• _Task directions_
Rewrite the paragraph of the housing article that begins "One of the biggest obstacles" as a short bulleted list that keeps its main facts.

Affordable Housing in Pakistan: The Path Forward
Islamabad: Pakistan is sitting on a housing crisis that is quietly growing larger every year. The country currently faces a shortfall of around 10 million housing units, with approximately 350,000 new units needed annually just to keep pace with demand. Behind these numbers are real families, people navigating rapid urbanisation, rising costs, and a formal housing finance system that, for most of the population, remains out of reach.
A home is not just four walls. It provides stability, security, and a foundation for financial well-being. Yet in Pakistan, access to affordable housing, particularly through formal channels, remains a serious challenge. Housing costs account for 25 percent of core inflation, which means the sector is not just a social issue but a macroeconomic one, closely tied to interest rates and the broader cost of living.
One of the biggest obstacles is how housing is financed. Across most emerging markets, formal financial institutions such as banks and microfinance providers contribute only a small share of housing finance, typically between 5 and 20 percent. In Pakistan, this gap is even wider. An estimated 80 to 85 percent of housing finance comes from informal sources, largely personal savings and developer arrangements. Mortgages from commercial banks account for a very small fraction of private sector credit, though when all housing-related lending is counted together, the figure rises to an estimated 7 percent of private sector credit. Several structural issues make it difficult to expand formal housing finance. Land records in many parts of the country are outdated and disputed, making it hard for banks to lend against property with confidence. Court delays in loan recovery cases add further risk for lenders, particularly when the loan amounts are small. Housing is also a provincial subject, meaning the pace of reform varies significantly from one province to another. Experts point to two reforms as especially important: the digitisation of land records to support transparent transactions, and the creation of a real estate regulatory authority to bring greater accountability to the developer market.

• _Data extract_
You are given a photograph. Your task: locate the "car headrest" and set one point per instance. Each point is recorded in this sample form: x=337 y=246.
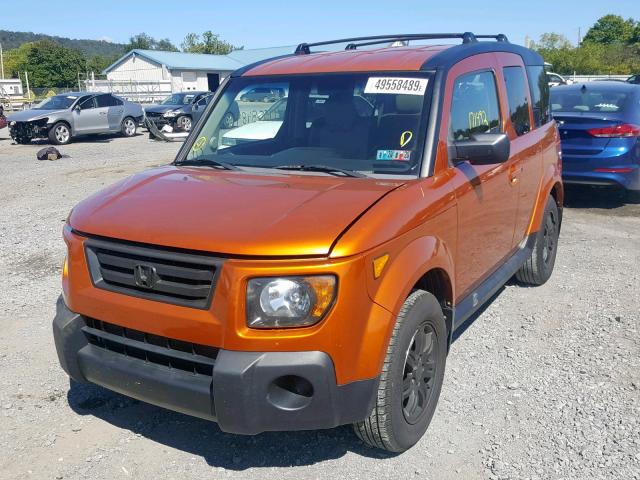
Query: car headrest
x=409 y=103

• _Response to the exercise_
- In most emerging markets, banks and microfinance providers supply only about 5 to 20 percent of housing finance.
- In Pakistan, an estimated 80 to 85 percent comes from informal sources, mainly personal savings and developer arrangements.
- Commercial bank mortgages are a very small fraction of private sector credit. All housing-related lending together is about 7 percent.
- Land records in many areas are outdated and disputed, so banks struggle to lend against property.
- Court delays in loan recovery add risk, especially for small loans.
- Housing is a provincial subject, so reform moves at different speeds across provinces.
- Experts see two key reforms: digitizing land records and creating a real estate regulatory authority to hold developers accountable.